> _Extrait du texte_:
+-------+

La démonstration

shadok-escalier_castaliefr.1235921493« Par là on voit clairement pourquoi l’arithmétique et la géométrie sont beaucoup plus certaines que les autres sciences : c’est que seules elles traitent d’un objet assez pur et simple pour n’admettre absolument rien que l’expérience ait rendu incertain, et qu’elles consistent tout entières en une suite de conséquences déduites par raisonnement. Elles sont donc les plus faciles et les plus claires de toutes. » Descartes, Règle pour la direction de l’esprit.

Utilisée en mathématique, la démonstration est un procédé de réflexion qui consiste à valider un résultat.

Elle correspond alors à cet exercice scolaire qui consiste à valider des problèmes ou des théorèmes déjà démontrés. Les élèves oublient souvent qu’elle sert avant tout à découvrir de nouvelles vérités !

La notion et la valeur de cette dernière est historique . Même si son fondement reste ancré au V° siècle avant Jésus-Christ, la conception de la  démonstration a été remaniée  par les mathématiciens eux-mêmes au XIX°.

Reste à se demander si la démonstration est le mode de connaissance privilégié de l’esprit rationnel.

Discours discursif et déduction

Pour le sens commun, il semble utile de démontrer ses affirmations pour donner une valeur de certitude à ce que l’on dit ou pense. la démonstration,en ce sens assez larges’oppose à l’intuition,  c’est-à-dire la connaissance immédiate de la vérité. Par exemple, lorsque nous constatons que nous sommes assis en train d’écrire sur notre table, nous en avons une intuition et ne demandons aucune démonstration. Mais quand un enoncé, par exemple mathématique, est isolé et ne peut être qualifié immédiatement de vrai, il faut l’associer à d’autres, càd utiliser ce que Descartes nomme « les longues chaînes de raison[…] dont les géomètres ont coutume de se servir ». Précisons ces longues chaînes :

– Le procédé doit être rationnel et objectif, il ne s’agit pas d’associations libres d’idées au grè de notre imagination.

+-------+

> _Entrées fournies_:
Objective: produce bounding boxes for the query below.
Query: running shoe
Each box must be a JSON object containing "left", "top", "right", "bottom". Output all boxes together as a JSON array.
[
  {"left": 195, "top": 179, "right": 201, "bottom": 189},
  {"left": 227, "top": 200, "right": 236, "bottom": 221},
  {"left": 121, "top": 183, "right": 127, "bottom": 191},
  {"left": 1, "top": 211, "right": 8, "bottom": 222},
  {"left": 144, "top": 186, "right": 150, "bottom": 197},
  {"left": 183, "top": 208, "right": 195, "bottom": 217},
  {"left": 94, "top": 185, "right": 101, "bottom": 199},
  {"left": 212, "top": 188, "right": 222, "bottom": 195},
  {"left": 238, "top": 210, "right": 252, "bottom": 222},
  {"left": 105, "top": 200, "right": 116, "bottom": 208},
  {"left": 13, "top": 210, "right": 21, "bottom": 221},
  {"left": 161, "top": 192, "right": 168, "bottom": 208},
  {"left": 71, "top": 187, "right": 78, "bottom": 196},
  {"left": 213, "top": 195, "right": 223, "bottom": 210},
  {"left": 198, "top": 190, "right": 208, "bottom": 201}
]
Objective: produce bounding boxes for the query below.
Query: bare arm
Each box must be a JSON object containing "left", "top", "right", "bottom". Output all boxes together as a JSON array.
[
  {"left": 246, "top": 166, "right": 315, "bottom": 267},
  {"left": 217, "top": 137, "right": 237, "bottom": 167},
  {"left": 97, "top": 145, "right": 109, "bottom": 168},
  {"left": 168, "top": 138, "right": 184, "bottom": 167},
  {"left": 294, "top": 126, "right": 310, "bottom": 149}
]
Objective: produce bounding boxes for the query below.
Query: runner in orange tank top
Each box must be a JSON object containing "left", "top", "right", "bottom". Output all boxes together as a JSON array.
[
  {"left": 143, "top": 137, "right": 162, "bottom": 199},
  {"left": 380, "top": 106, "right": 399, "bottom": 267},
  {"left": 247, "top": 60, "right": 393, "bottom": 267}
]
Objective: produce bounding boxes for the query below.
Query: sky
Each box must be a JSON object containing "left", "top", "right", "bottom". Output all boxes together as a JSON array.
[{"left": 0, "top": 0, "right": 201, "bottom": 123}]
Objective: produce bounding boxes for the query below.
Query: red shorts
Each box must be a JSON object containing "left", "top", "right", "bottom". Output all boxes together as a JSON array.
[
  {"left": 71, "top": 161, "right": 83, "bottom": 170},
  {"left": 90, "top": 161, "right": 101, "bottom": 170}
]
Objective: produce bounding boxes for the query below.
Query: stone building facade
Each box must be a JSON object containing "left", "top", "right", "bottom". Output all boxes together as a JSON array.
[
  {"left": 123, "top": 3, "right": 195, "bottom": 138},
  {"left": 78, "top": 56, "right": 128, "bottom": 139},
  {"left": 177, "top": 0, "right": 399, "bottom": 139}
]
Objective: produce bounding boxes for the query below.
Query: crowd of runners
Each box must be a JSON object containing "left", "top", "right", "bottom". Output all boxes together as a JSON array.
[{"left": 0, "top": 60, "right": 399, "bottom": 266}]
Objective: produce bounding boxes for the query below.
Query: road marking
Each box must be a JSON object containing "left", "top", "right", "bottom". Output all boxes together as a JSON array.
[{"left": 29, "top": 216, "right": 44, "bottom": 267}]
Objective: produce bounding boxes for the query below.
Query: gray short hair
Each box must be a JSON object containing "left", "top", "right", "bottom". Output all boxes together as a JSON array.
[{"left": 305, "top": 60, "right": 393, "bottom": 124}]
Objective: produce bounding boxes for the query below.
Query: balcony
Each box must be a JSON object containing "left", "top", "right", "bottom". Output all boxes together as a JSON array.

+-------+

D'après l'extrait du texte sur la démonstration, à quel siècle les mathématiciens ont-ils eux-mêmes remanié la conception de la démonstration ?

Au XIXe siècle.